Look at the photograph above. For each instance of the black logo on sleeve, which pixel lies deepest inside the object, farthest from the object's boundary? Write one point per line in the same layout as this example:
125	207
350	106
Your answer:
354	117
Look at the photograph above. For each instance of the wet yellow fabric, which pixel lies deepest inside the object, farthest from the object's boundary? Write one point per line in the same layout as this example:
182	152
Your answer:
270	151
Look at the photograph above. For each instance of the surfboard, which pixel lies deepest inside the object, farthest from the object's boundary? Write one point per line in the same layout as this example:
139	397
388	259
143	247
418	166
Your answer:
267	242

────────────────────

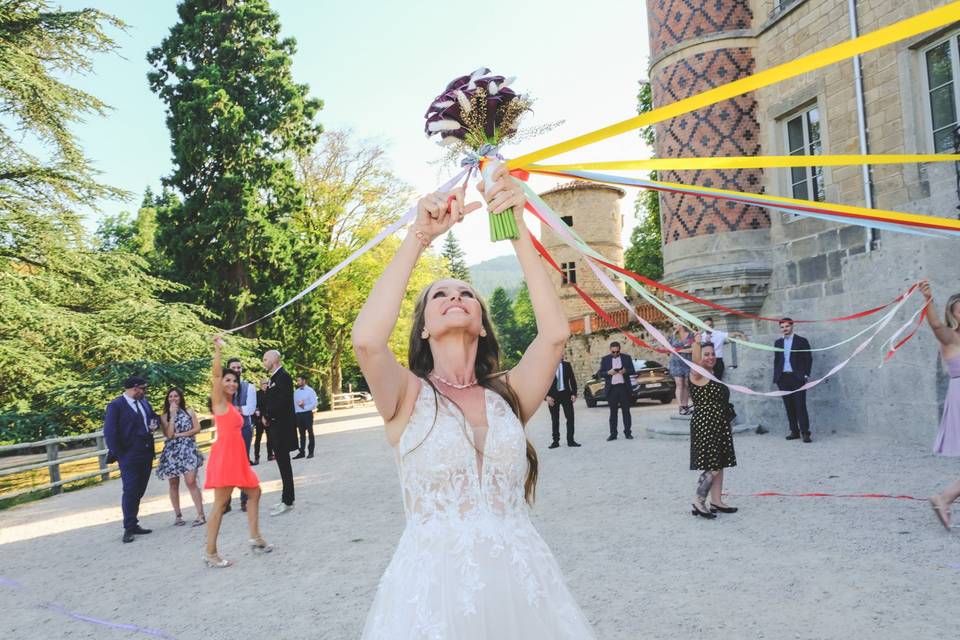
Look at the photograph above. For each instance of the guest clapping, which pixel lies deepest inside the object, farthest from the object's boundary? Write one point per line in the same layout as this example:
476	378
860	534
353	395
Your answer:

────────────────────

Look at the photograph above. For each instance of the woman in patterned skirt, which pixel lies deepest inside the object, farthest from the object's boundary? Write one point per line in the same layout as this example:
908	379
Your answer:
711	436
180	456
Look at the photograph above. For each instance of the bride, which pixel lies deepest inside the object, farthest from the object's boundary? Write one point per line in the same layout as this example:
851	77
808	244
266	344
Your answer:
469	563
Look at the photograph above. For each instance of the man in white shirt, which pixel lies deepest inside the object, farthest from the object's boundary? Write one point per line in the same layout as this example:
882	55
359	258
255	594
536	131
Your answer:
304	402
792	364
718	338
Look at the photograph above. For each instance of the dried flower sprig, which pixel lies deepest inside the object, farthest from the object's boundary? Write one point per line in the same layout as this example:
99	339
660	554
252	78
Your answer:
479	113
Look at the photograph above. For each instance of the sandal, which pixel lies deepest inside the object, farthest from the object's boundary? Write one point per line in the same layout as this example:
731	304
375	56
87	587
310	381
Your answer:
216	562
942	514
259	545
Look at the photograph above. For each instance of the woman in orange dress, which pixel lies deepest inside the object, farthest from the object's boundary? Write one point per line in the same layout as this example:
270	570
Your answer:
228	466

────────────────────

§ What this task involves
Gather every line of the records above that contains the string "woman", matching its case.

§ In response
Look at the photograph above. For each instance of the woman in patterned skirt, which pixel lies deepest inside the object, farthest from the object's boundary? Write one point per line in the same layout as this example:
Look at the photograph above. For each instance of the woman in orange dress, which pixel lies deepest inside the object, farthest from the object's boundary? Write one point per line in the same layout as this example:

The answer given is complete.